■ **Exercise instructions**: Search the material below for "truck" and copy every line where it occurs.
BEGIN Data for this exercise
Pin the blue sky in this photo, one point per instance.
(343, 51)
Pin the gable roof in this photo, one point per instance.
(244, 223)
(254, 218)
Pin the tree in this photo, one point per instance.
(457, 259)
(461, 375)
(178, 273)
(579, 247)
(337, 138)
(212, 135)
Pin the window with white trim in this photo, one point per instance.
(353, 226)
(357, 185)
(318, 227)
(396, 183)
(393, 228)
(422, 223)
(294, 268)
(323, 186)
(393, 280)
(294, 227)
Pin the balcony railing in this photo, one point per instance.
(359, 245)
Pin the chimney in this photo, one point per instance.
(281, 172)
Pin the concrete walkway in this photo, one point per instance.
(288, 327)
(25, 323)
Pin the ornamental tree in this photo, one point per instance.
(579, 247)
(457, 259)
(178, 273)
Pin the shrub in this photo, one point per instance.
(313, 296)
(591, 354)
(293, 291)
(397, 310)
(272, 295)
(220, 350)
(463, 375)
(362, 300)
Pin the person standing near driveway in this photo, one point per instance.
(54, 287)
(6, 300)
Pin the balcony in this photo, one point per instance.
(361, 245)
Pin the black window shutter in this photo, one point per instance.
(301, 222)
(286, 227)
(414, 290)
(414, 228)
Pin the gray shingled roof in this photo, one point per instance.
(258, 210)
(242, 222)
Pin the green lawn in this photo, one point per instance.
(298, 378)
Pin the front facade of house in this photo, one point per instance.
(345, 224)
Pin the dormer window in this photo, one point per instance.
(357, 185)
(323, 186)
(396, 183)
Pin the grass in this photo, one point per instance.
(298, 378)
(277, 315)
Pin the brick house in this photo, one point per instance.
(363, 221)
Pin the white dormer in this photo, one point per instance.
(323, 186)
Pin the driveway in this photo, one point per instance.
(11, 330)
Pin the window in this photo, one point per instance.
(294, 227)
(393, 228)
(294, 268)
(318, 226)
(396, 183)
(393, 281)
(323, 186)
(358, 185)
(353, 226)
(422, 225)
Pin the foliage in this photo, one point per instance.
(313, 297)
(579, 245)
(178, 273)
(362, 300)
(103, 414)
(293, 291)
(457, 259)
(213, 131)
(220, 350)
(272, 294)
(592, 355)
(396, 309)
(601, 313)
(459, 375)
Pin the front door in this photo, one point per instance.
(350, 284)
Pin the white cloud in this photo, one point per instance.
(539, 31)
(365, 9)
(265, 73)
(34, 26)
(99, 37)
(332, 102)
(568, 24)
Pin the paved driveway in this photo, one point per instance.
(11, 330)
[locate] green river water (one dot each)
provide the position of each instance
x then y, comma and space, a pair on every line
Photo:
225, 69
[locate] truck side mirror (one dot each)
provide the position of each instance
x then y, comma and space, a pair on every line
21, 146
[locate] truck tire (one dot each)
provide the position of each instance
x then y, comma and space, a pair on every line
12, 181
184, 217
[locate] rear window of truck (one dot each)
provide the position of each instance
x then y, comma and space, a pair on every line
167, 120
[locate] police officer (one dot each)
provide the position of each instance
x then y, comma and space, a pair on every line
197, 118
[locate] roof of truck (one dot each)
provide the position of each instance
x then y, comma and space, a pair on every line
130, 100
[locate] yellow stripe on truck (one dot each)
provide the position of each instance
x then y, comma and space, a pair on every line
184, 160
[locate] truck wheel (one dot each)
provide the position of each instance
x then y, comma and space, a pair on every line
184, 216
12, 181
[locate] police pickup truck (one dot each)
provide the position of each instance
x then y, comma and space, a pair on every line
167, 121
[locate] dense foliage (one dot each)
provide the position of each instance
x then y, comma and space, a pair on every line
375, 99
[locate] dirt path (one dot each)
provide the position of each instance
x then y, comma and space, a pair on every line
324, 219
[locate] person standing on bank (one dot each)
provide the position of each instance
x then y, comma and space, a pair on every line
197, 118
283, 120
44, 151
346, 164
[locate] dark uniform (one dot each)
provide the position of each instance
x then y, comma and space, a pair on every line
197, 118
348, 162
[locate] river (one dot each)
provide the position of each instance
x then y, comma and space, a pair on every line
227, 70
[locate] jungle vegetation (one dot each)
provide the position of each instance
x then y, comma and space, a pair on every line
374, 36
END Data for this exercise
■ **Answer box**:
[locate] truck side mirror (one dot each)
[locate] truck tire (one dot each)
[locate] rear window of truck (one dot each)
[locate] roof of truck (one dot each)
[locate] yellow stripe on truck (one dot each)
[locate] truck wheel (one dot each)
[locate] police pickup truck (one dot each)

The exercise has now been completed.